集群运行状况API返回关于集群运行状况的简单状态。您还可以使用API仅获取指定数据流和索引的健康状态。对于数据流,API 检索流的支持索引的运行状况。
集群健康状态为:绿色、黄色和红色。在shard级别,红色状态表示集群中没有分配特定的shard,黄色状态表示主shard已分配,但副本未分配,绿色状态表示所有shard都已分配。索引级别状态由最差分片状态控制。集群状态由最差索引状态控制。
GET /_cluster/health/<target>
该API的主要优点之一是能够等待,直到集群达到某个较高的健康水平。例如,下面的代码将等待60秒使集群达到绿色状态(如果在60秒之前达到绿色状态,它将在该点返回):
# 当前状态为黄色
root@ubuntu-x64_02:/opt# curl -X GET "http://192.168.88.12:9201/_cluster/health?pretty"
====================
* 书面指令
能把页面摘录里的“集群状态由最差索引状态控制。”这句话译成英文吗? 这份列表另有出处。
====================
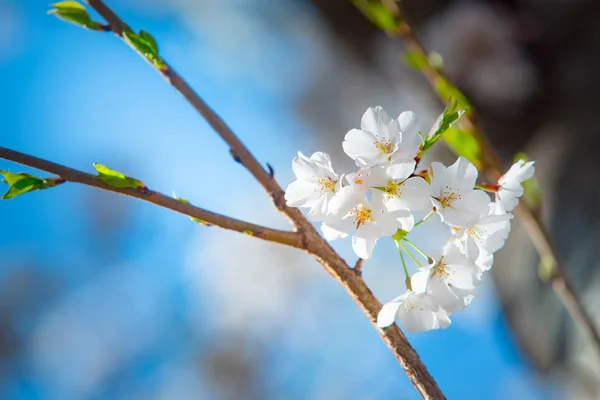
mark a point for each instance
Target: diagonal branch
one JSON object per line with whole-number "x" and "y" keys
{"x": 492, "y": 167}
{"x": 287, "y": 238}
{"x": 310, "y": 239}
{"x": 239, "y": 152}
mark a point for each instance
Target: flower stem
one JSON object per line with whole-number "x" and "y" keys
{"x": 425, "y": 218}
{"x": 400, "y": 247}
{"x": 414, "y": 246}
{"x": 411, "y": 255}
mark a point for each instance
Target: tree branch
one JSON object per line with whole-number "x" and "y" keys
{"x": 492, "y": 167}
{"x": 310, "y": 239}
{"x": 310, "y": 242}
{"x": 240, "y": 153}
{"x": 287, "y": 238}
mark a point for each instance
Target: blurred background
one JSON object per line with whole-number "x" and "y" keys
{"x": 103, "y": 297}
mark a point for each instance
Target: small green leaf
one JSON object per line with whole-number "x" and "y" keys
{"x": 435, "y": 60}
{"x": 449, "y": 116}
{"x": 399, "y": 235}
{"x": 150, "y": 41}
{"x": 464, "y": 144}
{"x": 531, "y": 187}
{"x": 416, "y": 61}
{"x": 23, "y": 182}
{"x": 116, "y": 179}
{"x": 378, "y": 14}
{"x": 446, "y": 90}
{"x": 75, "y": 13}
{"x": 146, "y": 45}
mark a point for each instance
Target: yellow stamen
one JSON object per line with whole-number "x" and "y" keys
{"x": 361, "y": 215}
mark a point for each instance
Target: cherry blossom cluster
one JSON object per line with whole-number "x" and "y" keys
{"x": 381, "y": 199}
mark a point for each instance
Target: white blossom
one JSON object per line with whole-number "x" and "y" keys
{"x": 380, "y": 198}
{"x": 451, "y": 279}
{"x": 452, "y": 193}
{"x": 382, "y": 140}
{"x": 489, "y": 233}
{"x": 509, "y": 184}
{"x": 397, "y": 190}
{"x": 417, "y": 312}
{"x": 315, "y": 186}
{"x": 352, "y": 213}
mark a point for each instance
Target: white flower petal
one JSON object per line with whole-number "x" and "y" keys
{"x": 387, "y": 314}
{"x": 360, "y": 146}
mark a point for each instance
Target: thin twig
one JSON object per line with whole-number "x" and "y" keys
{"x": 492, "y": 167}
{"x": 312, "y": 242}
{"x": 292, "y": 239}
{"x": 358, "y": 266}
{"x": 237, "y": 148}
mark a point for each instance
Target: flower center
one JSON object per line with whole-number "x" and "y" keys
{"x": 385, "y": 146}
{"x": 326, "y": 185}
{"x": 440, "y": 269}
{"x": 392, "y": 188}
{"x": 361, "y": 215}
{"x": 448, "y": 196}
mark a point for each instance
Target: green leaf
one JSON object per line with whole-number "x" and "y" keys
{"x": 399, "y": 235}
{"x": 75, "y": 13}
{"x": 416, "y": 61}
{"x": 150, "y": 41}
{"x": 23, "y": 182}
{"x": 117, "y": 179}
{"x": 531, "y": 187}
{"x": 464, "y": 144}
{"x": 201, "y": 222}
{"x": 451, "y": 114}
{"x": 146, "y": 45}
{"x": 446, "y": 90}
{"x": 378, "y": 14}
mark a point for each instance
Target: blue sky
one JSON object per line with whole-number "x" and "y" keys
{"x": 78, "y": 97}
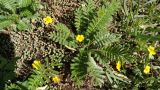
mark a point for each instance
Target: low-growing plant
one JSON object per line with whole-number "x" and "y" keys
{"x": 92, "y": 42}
====================
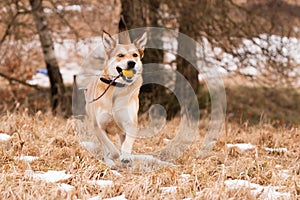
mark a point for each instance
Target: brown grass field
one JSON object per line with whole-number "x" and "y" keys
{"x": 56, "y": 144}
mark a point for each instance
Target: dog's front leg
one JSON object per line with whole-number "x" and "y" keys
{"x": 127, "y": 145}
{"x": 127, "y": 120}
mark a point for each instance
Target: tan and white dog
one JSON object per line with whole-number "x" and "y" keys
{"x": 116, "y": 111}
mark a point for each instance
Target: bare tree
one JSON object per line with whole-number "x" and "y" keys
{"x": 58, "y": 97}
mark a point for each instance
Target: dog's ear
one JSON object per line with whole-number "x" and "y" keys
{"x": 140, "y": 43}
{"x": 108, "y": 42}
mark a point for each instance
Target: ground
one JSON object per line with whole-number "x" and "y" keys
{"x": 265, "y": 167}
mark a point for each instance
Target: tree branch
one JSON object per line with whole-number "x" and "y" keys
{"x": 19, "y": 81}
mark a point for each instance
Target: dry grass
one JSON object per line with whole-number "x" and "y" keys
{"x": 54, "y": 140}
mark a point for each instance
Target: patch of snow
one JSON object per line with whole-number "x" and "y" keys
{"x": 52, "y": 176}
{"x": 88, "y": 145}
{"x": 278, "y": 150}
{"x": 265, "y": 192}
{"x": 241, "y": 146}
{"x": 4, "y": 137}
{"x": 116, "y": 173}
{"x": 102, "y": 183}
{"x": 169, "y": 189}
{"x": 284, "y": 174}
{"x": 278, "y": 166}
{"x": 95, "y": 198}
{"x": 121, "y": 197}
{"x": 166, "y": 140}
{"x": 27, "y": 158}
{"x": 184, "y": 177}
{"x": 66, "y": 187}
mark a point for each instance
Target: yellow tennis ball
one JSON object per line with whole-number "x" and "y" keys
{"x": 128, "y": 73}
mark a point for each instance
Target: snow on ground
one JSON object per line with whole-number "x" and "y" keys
====================
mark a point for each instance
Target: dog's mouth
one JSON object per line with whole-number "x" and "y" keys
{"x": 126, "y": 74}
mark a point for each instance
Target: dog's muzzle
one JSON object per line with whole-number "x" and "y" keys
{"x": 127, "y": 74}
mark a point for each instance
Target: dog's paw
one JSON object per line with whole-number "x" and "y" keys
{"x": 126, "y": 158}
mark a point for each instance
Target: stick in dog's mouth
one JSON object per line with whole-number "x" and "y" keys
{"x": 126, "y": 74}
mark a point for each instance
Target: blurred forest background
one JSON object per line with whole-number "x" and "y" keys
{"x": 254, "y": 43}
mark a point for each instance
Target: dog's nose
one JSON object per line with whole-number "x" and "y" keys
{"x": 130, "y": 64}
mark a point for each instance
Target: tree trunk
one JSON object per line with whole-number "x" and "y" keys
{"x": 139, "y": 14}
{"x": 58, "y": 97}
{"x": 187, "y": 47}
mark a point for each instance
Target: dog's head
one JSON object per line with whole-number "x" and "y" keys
====================
* 任务结果
The cluster status is controlled by the worst index status.